> [INSTRUCTIONS TO FOLLOW]
What follows is a listing; give it again exactly, in its entirety.

> [DATASET ROWS]
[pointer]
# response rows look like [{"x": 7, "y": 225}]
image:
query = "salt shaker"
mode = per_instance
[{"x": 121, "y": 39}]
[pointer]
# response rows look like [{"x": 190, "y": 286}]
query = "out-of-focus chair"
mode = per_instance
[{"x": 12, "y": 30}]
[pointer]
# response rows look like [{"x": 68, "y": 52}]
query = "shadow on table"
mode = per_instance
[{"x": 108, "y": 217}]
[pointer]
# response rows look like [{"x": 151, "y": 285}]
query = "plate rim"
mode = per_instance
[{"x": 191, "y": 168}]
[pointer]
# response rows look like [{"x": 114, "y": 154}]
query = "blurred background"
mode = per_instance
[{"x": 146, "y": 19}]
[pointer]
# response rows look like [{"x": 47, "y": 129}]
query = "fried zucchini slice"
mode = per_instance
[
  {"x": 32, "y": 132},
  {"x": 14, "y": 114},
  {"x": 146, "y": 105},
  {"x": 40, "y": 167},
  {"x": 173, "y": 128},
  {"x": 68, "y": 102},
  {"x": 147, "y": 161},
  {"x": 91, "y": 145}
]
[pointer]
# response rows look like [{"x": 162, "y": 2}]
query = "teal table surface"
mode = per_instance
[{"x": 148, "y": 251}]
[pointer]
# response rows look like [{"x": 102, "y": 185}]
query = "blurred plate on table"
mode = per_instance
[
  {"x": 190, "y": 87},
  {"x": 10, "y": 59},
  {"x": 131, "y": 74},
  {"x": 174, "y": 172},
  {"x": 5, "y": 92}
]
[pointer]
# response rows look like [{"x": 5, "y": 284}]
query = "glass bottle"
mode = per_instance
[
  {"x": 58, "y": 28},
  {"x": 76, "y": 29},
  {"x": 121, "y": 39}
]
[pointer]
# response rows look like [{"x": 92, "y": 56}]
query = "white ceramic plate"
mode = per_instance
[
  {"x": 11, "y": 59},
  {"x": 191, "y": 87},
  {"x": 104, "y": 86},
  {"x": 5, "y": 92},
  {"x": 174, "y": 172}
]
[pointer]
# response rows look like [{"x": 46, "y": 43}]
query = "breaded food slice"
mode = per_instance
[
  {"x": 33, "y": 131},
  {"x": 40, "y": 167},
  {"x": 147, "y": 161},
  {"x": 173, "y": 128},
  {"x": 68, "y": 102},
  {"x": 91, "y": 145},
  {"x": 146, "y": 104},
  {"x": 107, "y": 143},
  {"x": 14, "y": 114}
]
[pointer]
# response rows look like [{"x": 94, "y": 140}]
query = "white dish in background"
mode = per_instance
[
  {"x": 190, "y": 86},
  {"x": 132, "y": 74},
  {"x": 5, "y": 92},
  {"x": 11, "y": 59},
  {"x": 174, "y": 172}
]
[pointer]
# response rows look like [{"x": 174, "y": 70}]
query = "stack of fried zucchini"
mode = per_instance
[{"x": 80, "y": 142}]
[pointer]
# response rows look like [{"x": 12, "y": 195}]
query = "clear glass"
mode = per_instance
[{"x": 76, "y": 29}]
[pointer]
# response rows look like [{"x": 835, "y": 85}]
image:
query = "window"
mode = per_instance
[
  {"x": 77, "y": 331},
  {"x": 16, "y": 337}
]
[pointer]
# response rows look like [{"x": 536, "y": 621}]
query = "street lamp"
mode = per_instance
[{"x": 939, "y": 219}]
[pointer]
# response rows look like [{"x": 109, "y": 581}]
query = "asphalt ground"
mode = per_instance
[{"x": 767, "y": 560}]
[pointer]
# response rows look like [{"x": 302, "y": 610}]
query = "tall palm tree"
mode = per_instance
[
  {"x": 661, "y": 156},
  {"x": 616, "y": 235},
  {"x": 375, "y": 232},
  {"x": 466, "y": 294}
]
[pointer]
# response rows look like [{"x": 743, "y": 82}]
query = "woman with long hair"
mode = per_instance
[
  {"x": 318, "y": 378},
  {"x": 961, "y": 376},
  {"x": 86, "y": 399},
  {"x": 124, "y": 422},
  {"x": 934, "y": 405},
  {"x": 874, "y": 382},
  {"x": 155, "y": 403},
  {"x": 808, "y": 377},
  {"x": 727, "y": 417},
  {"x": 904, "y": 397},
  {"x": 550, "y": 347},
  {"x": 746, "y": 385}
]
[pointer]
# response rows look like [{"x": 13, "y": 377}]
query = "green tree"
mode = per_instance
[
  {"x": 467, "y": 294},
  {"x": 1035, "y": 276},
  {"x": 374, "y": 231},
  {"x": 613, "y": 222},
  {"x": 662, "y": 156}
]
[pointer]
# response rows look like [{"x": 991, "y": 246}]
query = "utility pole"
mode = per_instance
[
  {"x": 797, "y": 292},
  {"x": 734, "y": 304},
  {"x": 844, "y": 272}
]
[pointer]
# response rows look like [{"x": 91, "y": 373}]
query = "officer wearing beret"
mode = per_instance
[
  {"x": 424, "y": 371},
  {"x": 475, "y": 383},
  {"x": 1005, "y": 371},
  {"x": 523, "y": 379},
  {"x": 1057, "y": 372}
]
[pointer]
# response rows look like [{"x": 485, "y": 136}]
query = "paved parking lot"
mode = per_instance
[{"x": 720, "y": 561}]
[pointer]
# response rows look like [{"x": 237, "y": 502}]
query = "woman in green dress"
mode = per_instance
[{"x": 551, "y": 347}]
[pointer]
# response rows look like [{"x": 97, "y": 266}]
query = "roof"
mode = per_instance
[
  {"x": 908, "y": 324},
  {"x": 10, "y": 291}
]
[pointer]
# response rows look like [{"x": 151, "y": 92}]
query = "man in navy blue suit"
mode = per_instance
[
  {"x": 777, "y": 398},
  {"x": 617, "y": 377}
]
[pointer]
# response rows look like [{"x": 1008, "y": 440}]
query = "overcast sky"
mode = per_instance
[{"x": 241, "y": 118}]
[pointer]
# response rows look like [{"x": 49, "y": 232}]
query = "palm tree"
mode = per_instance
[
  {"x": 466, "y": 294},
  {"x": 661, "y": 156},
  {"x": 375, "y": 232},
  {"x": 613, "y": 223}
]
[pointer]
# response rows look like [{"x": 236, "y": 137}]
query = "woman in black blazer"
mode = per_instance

> [ANSWER FOR THE TASK]
[pointer]
# response rows look like [{"x": 7, "y": 225}]
image:
query = "salt shaker"
mode = per_instance
[{"x": 121, "y": 39}]
[pointer]
# response rows look like [{"x": 190, "y": 286}]
query = "out-of-focus chair"
mode = per_instance
[{"x": 12, "y": 30}]
[pointer]
# response rows look like [{"x": 68, "y": 52}]
query = "shadow on table"
mode = per_instance
[{"x": 108, "y": 217}]
[pointer]
# response rows look like [{"x": 151, "y": 285}]
query = "plate rim"
mode = per_instance
[{"x": 191, "y": 168}]
[pointer]
# response rows look like [{"x": 114, "y": 154}]
query = "blurred background"
mode = per_instance
[{"x": 146, "y": 19}]
[pointer]
# response rows look like [{"x": 47, "y": 129}]
query = "fried zucchini slice"
mode = per_instance
[
  {"x": 32, "y": 132},
  {"x": 14, "y": 114},
  {"x": 146, "y": 105},
  {"x": 40, "y": 167},
  {"x": 173, "y": 128},
  {"x": 68, "y": 102},
  {"x": 147, "y": 161},
  {"x": 91, "y": 145}
]
[pointer]
# response rows look like [{"x": 162, "y": 2}]
query = "teal table surface"
mode = per_instance
[{"x": 148, "y": 251}]
[pointer]
# response rows look like [{"x": 102, "y": 185}]
query = "blurred plate on table"
mode = per_instance
[
  {"x": 190, "y": 87},
  {"x": 10, "y": 59},
  {"x": 131, "y": 74},
  {"x": 174, "y": 172},
  {"x": 5, "y": 92}
]
[pointer]
# response rows look like [{"x": 5, "y": 284}]
query = "glass bottle"
mode = per_instance
[
  {"x": 58, "y": 28},
  {"x": 76, "y": 29},
  {"x": 121, "y": 39}
]
[pointer]
# response rows look like [{"x": 92, "y": 56}]
query = "white ceramic plate"
mode = per_instance
[
  {"x": 11, "y": 59},
  {"x": 191, "y": 87},
  {"x": 104, "y": 86},
  {"x": 5, "y": 92},
  {"x": 174, "y": 172}
]
[pointer]
# response rows look like [{"x": 46, "y": 43}]
query = "breaded food slice"
mode = per_instance
[
  {"x": 33, "y": 131},
  {"x": 40, "y": 167},
  {"x": 147, "y": 161},
  {"x": 173, "y": 128},
  {"x": 68, "y": 102},
  {"x": 91, "y": 145},
  {"x": 146, "y": 104},
  {"x": 107, "y": 143},
  {"x": 14, "y": 114}
]
[pointer]
# response rows look like [{"x": 94, "y": 140}]
query = "white dish in background"
mode = per_instance
[
  {"x": 190, "y": 86},
  {"x": 132, "y": 74},
  {"x": 5, "y": 92},
  {"x": 11, "y": 59},
  {"x": 174, "y": 172}
]
[pointer]
# response rows look like [{"x": 174, "y": 70}]
query = "stack of fried zucchini"
mode = per_instance
[{"x": 80, "y": 142}]
[pointer]
# response rows look like [{"x": 12, "y": 195}]
query = "clear glass"
mode = per_instance
[{"x": 76, "y": 29}]
[pointer]
# response rows look like [{"x": 835, "y": 85}]
image:
query = "window"
mode = per_instance
[
  {"x": 77, "y": 331},
  {"x": 16, "y": 337}
]
[pointer]
# response rows look like [{"x": 536, "y": 621}]
query = "street lamp"
mode = per_instance
[{"x": 939, "y": 219}]
[pointer]
# response rows look like [{"x": 109, "y": 581}]
query = "asphalt ground"
mode = per_instance
[{"x": 767, "y": 560}]
[pointer]
# response rows look like [{"x": 302, "y": 610}]
query = "tall palm tree"
mode = per_instance
[
  {"x": 661, "y": 156},
  {"x": 616, "y": 235},
  {"x": 375, "y": 232},
  {"x": 466, "y": 294}
]
[pointer]
# response rows look like [{"x": 743, "y": 82}]
query = "woman with long hair"
mode = per_instance
[
  {"x": 318, "y": 378},
  {"x": 961, "y": 376},
  {"x": 86, "y": 399},
  {"x": 124, "y": 422},
  {"x": 934, "y": 405},
  {"x": 874, "y": 382},
  {"x": 155, "y": 403},
  {"x": 808, "y": 377},
  {"x": 727, "y": 417},
  {"x": 904, "y": 397},
  {"x": 550, "y": 347},
  {"x": 746, "y": 385}
]
[pointer]
# response rows look like [{"x": 13, "y": 377}]
query = "green tree"
mode = per_instance
[
  {"x": 467, "y": 294},
  {"x": 1035, "y": 276},
  {"x": 374, "y": 231},
  {"x": 613, "y": 222},
  {"x": 662, "y": 156}
]
[pointer]
# response rows look like [{"x": 991, "y": 246}]
query = "utility pole"
mode = per_instance
[
  {"x": 797, "y": 292},
  {"x": 734, "y": 304},
  {"x": 844, "y": 272}
]
[pointer]
# response rows look like [{"x": 91, "y": 373}]
query = "officer wearing beret"
mode = per_instance
[
  {"x": 424, "y": 371},
  {"x": 475, "y": 383},
  {"x": 1005, "y": 371},
  {"x": 523, "y": 379},
  {"x": 1057, "y": 372}
]
[pointer]
# response rows look like [{"x": 485, "y": 136}]
query = "paved parking lot"
mode = per_instance
[{"x": 720, "y": 561}]
[pointer]
# response rows look like [{"x": 237, "y": 502}]
query = "woman in green dress"
mode = per_instance
[{"x": 551, "y": 347}]
[pointer]
# response rows look like [{"x": 97, "y": 266}]
query = "roof"
mode = per_instance
[
  {"x": 908, "y": 324},
  {"x": 10, "y": 291}
]
[pointer]
# response rows look like [{"x": 151, "y": 92}]
query = "man in navy blue suit"
mode = per_instance
[
  {"x": 777, "y": 398},
  {"x": 617, "y": 377}
]
[pointer]
# response rows look like [{"x": 1008, "y": 440}]
query = "overcast sky"
mode = per_instance
[{"x": 241, "y": 118}]
[pointer]
# response rows look like [{"x": 49, "y": 232}]
query = "palm tree"
mode = per_instance
[
  {"x": 466, "y": 294},
  {"x": 661, "y": 156},
  {"x": 375, "y": 232},
  {"x": 613, "y": 223}
]
[pointer]
# response rows look like [{"x": 236, "y": 137}]
query = "woman in black blazer"
mode = per_instance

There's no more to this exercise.